Source document:
——————————
Income replacement among recent widows
Richard V. Burkhauser, Philip Giles, Dean R. Lillard, and Johannes Schwarze
Much attention has recently been focused on issues related to aging. One important question is how financially prepared a couple is for the death of one of the partners. Although not directly answering this question, this study looks at part of the issue by comparing the income of women in Canada, the United States, Great Britain and Germany before and after the death of their husbands during the 1990s.
The implications of the death of a spouse are far more wide-ranging than simply how the deceased person's earnings will be replaced. Nevertheless, it is an important issue to understand, particularly for older women. Younger generations of women are much more likely to be active in the labour market and will have higher personal incomes, whereas older generations were more dependent on a spouse. Also, women tend to live longer than men (average life expectancies were 81.2 and 75.4 in 1996) and are usually younger than their husbands—about two years at first marriage, 3.6 at remarriage after divorce, and 6.5 at remarriage after widowhood. Almost half of marriages end in widowhood that lasts over 15 years for women compared with 9 for men (Nault and Bélanger 1996). Indeed, by their late 60s, more than 1 in 5 women are widowed, and by age 75, widows outnumber married women (Statistics Canada 2004).
In some situations, a widow may feel obliged to find a job or increase her work hours by changing from part- to full-time employment. Another step may be to move in with relatives or friends. This study does not examine the factors leading to these decisions, but simply looks at how well the average widow in the 1990s fared financially after the death of her husband.
Canada and other OECD countries offer an array of government programs to mitigate the effects of major earnings losses on households. Public social insurance systems provide income to a widow based on her husband's past earnings; an assortment of means-tested welfare programs are also available. Such programs typically provide a minimum social safety net for non-workers that may be either universal or targeted (for example, the elderly, disabled, lone parents, survivors).
——————————
Record list:
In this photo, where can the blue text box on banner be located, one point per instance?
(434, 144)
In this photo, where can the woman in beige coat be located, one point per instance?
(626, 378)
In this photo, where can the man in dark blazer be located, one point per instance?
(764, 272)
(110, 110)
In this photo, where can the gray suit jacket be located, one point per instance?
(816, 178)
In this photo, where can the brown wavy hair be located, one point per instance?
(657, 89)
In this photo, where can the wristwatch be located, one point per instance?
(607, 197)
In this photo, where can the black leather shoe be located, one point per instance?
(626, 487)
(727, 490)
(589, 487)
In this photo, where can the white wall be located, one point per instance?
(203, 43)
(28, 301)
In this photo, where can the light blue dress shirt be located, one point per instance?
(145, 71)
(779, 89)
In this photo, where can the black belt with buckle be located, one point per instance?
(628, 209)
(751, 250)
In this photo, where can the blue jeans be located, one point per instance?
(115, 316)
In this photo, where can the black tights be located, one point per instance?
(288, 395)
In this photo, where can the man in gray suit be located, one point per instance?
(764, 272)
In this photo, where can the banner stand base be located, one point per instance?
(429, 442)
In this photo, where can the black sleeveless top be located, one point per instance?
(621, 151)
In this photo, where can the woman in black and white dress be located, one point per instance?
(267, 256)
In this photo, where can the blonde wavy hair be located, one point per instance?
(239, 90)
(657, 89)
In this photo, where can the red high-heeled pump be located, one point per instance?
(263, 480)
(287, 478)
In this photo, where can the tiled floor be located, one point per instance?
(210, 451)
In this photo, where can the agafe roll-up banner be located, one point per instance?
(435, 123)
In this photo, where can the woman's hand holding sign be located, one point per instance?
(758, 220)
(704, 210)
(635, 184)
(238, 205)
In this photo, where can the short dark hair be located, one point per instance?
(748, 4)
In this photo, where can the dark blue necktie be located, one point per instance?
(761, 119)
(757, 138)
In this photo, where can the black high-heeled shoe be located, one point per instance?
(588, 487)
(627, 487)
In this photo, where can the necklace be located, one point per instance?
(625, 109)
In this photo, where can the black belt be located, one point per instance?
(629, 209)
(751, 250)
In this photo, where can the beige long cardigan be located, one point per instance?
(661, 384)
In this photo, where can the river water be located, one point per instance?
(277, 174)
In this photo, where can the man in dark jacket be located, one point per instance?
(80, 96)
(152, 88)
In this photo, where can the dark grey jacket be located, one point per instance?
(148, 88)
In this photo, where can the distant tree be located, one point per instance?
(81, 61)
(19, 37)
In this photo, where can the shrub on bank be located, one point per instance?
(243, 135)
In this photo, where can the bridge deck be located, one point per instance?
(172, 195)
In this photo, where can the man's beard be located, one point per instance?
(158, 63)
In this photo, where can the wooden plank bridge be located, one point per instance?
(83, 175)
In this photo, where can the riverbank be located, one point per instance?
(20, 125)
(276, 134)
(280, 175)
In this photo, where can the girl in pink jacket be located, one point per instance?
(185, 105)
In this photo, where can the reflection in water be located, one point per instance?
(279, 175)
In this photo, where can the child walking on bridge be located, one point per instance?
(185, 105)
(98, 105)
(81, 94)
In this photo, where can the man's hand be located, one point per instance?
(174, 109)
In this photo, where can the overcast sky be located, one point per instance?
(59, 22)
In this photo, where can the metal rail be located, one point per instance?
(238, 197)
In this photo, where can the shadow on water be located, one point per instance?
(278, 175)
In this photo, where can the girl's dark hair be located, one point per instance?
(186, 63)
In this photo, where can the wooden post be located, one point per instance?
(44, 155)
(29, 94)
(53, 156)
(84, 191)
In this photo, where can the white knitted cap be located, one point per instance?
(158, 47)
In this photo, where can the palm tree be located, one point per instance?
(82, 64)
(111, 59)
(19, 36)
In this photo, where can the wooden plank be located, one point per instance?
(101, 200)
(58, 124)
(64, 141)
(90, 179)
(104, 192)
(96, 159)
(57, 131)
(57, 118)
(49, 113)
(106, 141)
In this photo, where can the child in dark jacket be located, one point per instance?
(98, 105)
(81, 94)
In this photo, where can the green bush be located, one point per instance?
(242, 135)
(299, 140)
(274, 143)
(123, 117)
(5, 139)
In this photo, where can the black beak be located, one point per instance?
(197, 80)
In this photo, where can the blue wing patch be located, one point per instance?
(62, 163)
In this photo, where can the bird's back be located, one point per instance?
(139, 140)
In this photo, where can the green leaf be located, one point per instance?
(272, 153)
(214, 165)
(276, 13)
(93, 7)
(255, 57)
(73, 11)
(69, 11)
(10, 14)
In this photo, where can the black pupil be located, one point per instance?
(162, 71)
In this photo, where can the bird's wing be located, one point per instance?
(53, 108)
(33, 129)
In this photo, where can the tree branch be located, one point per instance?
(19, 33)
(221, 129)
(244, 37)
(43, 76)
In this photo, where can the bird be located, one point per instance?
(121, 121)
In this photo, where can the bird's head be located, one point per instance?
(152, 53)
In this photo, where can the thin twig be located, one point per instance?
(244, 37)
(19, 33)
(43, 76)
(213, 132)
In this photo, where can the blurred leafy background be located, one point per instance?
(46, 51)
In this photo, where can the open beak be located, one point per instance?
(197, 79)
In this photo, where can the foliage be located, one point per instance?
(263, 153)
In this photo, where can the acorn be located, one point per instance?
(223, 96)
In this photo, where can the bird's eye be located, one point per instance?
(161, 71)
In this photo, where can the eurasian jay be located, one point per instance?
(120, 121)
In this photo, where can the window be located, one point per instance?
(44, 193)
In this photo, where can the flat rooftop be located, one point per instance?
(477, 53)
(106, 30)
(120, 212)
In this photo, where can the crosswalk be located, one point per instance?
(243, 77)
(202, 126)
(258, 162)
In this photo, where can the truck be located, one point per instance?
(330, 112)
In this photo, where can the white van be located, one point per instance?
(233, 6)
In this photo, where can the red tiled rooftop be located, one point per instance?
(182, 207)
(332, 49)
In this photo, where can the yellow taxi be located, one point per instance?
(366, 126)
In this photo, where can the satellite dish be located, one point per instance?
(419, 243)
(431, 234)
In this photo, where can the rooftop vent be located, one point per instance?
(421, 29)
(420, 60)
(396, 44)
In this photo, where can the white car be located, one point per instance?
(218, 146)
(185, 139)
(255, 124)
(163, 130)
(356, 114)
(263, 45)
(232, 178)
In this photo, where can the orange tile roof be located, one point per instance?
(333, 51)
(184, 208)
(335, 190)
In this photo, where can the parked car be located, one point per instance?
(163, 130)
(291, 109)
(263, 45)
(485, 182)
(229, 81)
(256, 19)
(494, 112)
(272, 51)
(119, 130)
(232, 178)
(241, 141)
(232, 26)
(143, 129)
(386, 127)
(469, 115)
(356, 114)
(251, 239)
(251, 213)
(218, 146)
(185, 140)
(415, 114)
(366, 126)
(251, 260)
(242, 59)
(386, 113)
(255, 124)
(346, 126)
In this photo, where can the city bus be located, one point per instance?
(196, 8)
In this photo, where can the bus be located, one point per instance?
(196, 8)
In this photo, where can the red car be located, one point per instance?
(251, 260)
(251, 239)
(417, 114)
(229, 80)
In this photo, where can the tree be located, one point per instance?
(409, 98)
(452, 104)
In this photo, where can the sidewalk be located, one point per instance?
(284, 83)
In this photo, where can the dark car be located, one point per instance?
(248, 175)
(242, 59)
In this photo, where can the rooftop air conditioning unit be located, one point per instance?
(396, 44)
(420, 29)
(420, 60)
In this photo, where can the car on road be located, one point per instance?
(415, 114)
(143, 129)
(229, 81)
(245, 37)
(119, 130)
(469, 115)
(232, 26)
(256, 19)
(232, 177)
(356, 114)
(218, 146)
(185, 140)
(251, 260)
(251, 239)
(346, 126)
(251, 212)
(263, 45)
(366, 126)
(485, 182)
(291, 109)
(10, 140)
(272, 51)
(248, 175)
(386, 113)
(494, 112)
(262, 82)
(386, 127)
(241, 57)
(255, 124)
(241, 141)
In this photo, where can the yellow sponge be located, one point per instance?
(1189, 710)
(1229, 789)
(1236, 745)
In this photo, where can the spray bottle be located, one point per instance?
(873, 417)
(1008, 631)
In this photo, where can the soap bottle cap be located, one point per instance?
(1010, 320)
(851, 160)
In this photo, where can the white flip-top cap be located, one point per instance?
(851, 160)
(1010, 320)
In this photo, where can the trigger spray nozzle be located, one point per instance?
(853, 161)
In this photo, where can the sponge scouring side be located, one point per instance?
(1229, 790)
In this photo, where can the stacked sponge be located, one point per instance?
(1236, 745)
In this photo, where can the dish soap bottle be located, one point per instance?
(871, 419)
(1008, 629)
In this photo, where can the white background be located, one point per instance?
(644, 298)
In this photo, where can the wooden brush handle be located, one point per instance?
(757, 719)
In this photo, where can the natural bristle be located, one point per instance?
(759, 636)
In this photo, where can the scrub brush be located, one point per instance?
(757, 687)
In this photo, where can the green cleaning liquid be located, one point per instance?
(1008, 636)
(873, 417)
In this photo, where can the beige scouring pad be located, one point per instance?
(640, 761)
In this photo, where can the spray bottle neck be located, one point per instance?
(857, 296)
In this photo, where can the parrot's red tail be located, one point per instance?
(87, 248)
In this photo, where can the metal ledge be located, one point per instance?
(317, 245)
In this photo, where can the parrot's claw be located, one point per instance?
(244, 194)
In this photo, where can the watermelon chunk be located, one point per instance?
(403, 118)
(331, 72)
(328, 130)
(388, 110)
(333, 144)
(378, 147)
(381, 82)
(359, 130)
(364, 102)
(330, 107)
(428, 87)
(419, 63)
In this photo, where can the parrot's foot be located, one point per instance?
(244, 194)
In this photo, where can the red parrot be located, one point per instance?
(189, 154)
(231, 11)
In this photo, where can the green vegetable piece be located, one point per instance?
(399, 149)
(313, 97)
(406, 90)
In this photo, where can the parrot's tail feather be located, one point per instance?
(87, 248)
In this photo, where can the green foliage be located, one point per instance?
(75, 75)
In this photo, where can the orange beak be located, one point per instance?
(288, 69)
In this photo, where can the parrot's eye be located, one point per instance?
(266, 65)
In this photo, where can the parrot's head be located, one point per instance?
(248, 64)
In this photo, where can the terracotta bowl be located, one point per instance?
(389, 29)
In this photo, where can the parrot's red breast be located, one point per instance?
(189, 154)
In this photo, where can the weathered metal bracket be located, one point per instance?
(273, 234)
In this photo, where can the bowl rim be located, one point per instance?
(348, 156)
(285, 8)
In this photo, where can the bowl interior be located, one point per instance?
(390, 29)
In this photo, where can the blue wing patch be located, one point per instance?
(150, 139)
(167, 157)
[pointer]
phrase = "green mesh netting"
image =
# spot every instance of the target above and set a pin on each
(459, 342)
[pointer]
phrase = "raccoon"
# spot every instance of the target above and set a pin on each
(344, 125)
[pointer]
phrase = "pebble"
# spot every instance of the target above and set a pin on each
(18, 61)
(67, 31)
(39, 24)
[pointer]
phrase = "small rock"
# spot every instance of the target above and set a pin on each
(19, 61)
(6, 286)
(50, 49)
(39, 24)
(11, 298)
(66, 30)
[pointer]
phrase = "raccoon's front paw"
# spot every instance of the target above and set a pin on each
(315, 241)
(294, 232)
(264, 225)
——————————
Set task A: List the countries whose widows' incomes are compared in the text on income replacement among recent widows.
Set task B: Quote the text on income replacement among recent widows, beginning at the words "Income replacement among" and stopping after the words "during the 1990s.".

Task solution A: Canada, the United States, Great Britain, Germany

Task solution B:
Income replacement among recent widows
Richard V. Burkhauser, Philip Giles, Dean R. Lillard, and Johannes Schwarze
Much attention has recently been focused on issues related to aging. One important question is how financially prepared a couple is for the death of one of the partners. Although not directly answering this question, this study looks at part of the issue by comparing the income of women in Canada, the United States, Great Britain and Germany before and after the death of their husbands during the 1990s.